# TEXTE SOURCE
▼▼▼

Le triomphe des gages
Malick NDAW
27/06/2013
La
scène se déroule au sommet
du G8 à Deauville, et montre Sarkozy
qui, après la photo de "famille", improvise
une conversation entre Obama et le président sénégalais Abdoulaye Wade (85 ans). Ceci a cela de cocasse que Me Wade avait tout tenté, avec comme intermédiaire l’ancien Président français Nicolas Sarkozy, pour présenter son fils Karim Wade à Barack Obama, premier président
noir à la tête des Etats unis.
A
l’époque, on parlait de la volonté de Me Wade de se faire succéder
par son fils. Aujourd'hui
derrière les barreaux de la prison de Rebeuss, non point pour des motifs politiques
mais pace qu'il est soupçonné d'enrichissement
illicite, il entendra les sirènes annonçant le passage de l'homme dont il voulait
forcer l'amitié se rendre
au Palais de la République
pour un rendez-vous librement
consenti.
En
tout état de cause, après avoir
reçu Georges Bush, presque
à la même période mais en 2003 et seulement
pour cinq
petites heures, participé à
tous les G8 et pris part au
Forum Mondial de Davos au titre des chefs d'État africains, en panafricaniste, Me
Wade aura fait des pieds et des mains pour se faire
inviter à la table de Barack Obama voire recevoir une visite
de lui ou encore avoir une complicité
diplomatique plus directe.
Il quittera finalement le pouvoir sans être reçu encore moins recevoir une visite
d’Obama qu’il aura tant espérée. Et pour cause, le président Wade s’était tiré plusieurs balles dans le pied.
Qui
ne se rappelle au Sénégal
de l’audience accordée par Abdoulaye Wade à l’ambassadrice
des USA au Sénégal et en Guinée-Bissau,
Mme Marcia Bernicat, le vendredi
28 mai 2010 et de la violente
diatribe contre la diplomate
américaine, devant les caméras de la télévision nationale ? Le Département d’Etat, outré par cette sortie médiatique, ne pouvait d’ailleurs pas comprendre que la Rts (Radio télévision sénégalaise) diffuse
la séquence des attaques du
Président Wade en passant sous
silence les répliques salées
de Mme Bernicat lors de ce face-à-face. Il ne lui en fallut pas plus pour rappeler sa représentante au Sénégal pour de plus amples informations sur cette affaire.
Les
autorités américaines à l’instar des Sénégalais, n’avaient pourtant commis que le « pêché » d’exprimer à travers un communiqué des préoccupations
relatives à la corruption et au pillage des deniers publics. Mais le ver était
déjà dans le fruit entre le Sénégal
et les Etats-Unis.
Il
va sans dire que les autorités américaines avaient d’autres raisons de fermer la porte de la Maison Blanche à l’ancien président de la République du Sénégal, notamment les multiples atteintes à la liberté de la presse perpétrées par l’ancien locataire du Palais de la République depuis son accession au pouvoir ;
la convocation intempestive des journalistes
à la Division des investigations criminelles (Dic), les agressions contre les journalistes (affaire Kambel Dieng et Kara Thioune) ; les attaques des sièges des organes de presse (L’As et 24 heures Chrono) et but not least,
le forcing du troisième mandat.

▲▲▲

# DONNÉES FOURNIES
▼▼▼

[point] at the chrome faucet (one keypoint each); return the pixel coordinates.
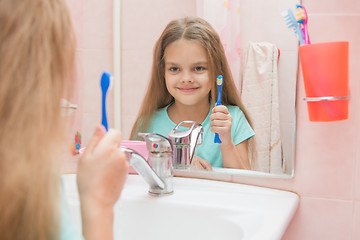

▲▲▲

# À FAIRE
A – Répondez à ces questions sur le texte consacré à Wade et Obama :
(i) Où se déroule la scène décrite au début ?
(ii) Combien d'heures a duré la visite de Georges Bush reçue en 2003 ?
(iii) Quel jour a eu lieu l'audience accordée à Mme Marcia Bernicat ?
B – Recopiez le passage du texte consacré à Wade et Obama qui va de « Le triomphe des » jusqu'à « des Etats unis. » inclus.

# RÉPONSES
A –
(i) Au sommet du G8 à Deauville.
(ii) Cinq heures.
(iii) Le vendredi 28 mai 2010.

B –
Le triomphe des gages
Malick NDAW
27/06/2013
La
scène se déroule au sommet
du G8 à Deauville, et montre Sarkozy
qui, après la photo de "famille", improvise
une conversation entre Obama et le président sénégalais Abdoulaye Wade (85 ans). Ceci a cela de cocasse que Me Wade avait tout tenté, avec comme intermédiaire l’ancien Président français Nicolas Sarkozy, pour présenter son fils Karim Wade à Barack Obama, premier président
noir à la tête des Etats unis.